Do this:
Please find every line in the data below that contains the string "target" and copy each one out. Matching is case-sensitive.

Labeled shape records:
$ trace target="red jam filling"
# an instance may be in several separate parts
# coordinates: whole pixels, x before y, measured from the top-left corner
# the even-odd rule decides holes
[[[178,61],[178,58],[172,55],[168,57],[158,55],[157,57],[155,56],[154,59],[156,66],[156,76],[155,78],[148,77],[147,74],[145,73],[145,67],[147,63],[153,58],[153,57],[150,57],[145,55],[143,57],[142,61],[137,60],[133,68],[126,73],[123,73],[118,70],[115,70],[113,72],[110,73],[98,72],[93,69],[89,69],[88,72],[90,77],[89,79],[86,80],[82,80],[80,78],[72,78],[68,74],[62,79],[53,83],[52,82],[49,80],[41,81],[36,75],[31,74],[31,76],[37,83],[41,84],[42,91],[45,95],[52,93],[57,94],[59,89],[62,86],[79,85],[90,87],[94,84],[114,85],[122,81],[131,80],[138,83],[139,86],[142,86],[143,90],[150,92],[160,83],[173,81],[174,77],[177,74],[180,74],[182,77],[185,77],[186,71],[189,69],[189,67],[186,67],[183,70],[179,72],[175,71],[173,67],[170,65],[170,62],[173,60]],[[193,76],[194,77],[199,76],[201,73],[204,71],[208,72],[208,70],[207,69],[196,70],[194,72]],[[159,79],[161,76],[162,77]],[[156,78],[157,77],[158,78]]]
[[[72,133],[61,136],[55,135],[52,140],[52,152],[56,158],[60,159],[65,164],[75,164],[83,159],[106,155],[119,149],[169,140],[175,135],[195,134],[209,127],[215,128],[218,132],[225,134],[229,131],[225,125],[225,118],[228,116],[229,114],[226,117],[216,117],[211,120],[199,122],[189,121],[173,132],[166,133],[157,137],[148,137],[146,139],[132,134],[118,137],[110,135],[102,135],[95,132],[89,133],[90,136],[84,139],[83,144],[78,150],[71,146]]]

==

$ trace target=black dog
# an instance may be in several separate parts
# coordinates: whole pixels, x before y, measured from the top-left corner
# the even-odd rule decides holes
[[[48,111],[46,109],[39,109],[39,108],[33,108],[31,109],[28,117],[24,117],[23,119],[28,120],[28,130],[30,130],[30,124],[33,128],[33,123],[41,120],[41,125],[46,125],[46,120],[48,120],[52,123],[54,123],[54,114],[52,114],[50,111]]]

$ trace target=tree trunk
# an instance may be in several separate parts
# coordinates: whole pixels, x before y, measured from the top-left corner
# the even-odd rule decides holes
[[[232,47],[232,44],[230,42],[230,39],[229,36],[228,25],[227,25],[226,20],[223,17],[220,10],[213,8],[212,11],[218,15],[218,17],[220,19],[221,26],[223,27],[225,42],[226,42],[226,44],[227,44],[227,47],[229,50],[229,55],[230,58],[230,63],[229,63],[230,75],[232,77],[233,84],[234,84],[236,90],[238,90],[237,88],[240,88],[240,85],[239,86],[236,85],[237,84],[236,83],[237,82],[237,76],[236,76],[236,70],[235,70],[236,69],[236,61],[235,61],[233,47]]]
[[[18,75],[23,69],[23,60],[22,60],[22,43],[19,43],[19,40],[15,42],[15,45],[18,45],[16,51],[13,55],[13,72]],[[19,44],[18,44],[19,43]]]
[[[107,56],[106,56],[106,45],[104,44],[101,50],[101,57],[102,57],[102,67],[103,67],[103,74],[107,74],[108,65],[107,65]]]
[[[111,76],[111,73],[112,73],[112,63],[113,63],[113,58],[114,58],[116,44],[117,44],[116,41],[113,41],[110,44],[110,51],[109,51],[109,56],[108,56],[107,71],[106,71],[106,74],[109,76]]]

Final result:
$ trace target="red jam filling"
$ trace target=black dog
$ trace target=tree trunk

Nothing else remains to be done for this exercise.